Saved data entries
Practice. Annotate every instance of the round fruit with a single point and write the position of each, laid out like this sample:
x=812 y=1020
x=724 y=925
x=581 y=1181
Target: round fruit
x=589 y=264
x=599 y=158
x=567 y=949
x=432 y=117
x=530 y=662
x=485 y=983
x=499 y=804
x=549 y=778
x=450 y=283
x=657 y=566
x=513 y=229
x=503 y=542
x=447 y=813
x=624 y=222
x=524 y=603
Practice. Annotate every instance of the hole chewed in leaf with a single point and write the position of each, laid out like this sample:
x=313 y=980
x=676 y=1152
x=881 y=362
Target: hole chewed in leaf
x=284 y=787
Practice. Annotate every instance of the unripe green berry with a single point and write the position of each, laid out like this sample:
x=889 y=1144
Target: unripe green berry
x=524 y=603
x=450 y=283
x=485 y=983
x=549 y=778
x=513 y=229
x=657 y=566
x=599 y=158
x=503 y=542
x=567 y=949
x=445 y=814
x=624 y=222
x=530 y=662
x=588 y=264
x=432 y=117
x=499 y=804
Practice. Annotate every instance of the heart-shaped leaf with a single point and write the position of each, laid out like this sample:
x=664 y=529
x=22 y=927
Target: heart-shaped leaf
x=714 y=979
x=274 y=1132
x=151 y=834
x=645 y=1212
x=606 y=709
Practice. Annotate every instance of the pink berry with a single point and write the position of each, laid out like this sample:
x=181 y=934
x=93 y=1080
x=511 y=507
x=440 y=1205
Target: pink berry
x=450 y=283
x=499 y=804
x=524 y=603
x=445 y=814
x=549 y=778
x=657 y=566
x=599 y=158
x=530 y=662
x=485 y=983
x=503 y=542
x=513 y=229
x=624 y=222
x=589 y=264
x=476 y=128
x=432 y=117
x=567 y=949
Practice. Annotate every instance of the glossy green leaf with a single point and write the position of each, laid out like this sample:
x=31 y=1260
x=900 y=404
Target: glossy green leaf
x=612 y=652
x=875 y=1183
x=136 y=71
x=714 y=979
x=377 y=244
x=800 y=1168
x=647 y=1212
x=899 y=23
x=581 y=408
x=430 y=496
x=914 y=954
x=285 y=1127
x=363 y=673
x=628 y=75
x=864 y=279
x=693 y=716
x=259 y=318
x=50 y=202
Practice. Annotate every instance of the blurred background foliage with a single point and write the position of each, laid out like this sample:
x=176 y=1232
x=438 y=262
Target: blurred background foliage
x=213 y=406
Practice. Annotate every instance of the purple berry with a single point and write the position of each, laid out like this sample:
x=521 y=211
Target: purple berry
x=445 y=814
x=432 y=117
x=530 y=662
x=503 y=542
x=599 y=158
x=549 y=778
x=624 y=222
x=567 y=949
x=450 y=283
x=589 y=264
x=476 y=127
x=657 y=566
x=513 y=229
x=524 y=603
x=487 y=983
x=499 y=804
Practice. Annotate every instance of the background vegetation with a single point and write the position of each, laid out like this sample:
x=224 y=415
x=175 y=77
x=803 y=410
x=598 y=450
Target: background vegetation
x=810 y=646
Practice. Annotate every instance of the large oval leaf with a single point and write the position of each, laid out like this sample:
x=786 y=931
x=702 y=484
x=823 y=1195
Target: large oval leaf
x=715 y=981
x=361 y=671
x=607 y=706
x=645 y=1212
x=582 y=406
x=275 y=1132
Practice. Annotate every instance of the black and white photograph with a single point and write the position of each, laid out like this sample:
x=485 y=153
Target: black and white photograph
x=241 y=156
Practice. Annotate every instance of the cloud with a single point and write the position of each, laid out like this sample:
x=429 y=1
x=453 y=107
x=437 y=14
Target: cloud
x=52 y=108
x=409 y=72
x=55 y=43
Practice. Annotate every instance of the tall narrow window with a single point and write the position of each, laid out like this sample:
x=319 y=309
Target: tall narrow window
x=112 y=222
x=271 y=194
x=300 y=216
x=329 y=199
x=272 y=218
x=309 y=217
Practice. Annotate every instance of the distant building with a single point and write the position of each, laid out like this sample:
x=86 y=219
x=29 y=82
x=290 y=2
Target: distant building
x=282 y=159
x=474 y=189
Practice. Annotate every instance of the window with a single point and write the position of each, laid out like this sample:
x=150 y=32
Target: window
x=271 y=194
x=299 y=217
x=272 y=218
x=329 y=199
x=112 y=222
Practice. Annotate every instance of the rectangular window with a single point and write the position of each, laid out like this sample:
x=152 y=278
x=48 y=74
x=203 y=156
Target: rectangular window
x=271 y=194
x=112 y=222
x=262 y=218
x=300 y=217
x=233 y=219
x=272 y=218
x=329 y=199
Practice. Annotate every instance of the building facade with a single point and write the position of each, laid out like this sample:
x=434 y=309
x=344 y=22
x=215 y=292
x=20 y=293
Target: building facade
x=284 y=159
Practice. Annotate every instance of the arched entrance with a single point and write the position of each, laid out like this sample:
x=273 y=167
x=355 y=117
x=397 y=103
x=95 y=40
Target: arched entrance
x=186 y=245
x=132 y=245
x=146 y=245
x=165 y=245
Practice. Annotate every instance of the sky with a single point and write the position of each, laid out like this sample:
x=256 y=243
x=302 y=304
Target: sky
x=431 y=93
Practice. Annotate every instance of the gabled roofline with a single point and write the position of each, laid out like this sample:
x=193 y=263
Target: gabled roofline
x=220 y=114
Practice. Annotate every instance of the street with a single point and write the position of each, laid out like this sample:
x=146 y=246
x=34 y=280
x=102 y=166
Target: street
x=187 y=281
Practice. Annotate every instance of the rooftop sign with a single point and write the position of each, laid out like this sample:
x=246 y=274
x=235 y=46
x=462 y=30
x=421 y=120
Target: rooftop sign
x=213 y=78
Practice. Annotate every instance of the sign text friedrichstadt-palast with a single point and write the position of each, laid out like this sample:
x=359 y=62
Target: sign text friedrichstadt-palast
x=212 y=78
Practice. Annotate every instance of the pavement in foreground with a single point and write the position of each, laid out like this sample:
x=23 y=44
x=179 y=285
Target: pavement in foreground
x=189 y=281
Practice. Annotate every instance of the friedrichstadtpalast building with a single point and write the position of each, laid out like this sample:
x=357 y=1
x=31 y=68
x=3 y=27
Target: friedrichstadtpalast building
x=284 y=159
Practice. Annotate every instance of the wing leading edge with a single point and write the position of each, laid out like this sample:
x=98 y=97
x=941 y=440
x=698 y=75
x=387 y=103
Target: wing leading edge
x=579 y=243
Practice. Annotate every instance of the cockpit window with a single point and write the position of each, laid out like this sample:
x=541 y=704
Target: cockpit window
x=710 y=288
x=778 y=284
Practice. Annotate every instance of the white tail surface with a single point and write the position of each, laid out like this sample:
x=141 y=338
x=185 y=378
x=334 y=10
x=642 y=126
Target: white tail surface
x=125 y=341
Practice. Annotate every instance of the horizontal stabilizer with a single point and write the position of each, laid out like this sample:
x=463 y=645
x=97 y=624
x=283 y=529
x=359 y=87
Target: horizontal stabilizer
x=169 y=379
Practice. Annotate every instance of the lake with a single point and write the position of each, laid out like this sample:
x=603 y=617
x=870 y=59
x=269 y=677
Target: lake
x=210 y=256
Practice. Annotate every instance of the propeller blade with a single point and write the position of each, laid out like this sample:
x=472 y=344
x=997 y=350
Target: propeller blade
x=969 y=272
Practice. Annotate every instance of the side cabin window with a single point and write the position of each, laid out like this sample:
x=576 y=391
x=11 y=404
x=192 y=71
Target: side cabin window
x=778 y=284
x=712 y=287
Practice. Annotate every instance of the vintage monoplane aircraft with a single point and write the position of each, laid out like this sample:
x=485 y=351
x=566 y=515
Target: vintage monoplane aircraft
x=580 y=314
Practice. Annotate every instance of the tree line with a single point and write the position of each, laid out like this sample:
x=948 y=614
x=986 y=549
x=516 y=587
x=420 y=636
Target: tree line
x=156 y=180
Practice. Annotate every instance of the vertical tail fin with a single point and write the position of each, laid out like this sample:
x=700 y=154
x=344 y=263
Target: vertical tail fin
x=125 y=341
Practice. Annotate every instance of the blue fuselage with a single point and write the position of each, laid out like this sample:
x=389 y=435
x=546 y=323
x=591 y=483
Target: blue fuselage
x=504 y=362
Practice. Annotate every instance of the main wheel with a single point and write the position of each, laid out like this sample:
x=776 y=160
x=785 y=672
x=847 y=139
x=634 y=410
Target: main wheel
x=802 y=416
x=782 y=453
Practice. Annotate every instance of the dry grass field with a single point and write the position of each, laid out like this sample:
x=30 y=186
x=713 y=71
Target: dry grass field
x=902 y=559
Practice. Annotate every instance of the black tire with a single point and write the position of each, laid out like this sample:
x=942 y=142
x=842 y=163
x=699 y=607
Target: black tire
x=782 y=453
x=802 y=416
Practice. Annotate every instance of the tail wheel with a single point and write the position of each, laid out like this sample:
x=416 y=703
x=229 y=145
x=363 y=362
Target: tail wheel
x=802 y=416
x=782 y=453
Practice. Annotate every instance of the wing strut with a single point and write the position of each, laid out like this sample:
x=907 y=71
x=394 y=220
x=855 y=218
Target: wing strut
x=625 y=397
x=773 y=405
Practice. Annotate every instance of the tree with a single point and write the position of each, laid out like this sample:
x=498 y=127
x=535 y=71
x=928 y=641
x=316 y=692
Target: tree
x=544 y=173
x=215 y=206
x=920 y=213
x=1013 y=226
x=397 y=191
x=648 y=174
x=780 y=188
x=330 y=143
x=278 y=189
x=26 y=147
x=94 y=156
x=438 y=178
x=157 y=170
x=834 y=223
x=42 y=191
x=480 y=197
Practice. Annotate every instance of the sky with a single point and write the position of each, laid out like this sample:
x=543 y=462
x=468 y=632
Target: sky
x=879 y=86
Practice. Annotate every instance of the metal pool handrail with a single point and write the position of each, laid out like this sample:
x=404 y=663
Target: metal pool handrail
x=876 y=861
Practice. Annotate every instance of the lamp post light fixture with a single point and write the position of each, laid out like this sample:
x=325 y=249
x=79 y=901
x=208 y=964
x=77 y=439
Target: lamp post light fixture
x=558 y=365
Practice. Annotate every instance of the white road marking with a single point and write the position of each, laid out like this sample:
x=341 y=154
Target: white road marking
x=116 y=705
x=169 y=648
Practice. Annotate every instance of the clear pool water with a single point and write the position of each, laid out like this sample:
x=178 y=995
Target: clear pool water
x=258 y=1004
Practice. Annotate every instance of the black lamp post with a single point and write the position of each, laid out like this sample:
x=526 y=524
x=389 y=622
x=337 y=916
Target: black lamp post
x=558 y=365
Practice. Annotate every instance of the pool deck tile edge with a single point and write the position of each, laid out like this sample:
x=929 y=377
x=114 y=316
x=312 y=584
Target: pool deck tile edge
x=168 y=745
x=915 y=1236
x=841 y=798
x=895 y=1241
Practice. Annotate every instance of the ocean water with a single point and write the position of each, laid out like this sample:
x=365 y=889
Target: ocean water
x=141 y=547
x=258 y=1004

Task: Quote exactly and only the lines from the one holding "x=337 y=916" through the end of the data.

Solved exercise:
x=337 y=916
Target: black lamp post
x=558 y=365
Practice. Annotate every instance of the pool deck tile edge with a single point and write the position of each, laid out like this sample:
x=929 y=377
x=114 y=316
x=312 y=584
Target: pool deck tile edge
x=168 y=745
x=915 y=1236
x=841 y=798
x=895 y=1241
Practice. Annotate every instance of the ocean water with a single point and write the position of each, laid out like this sample:
x=365 y=889
Target: ocean water
x=141 y=547
x=258 y=1004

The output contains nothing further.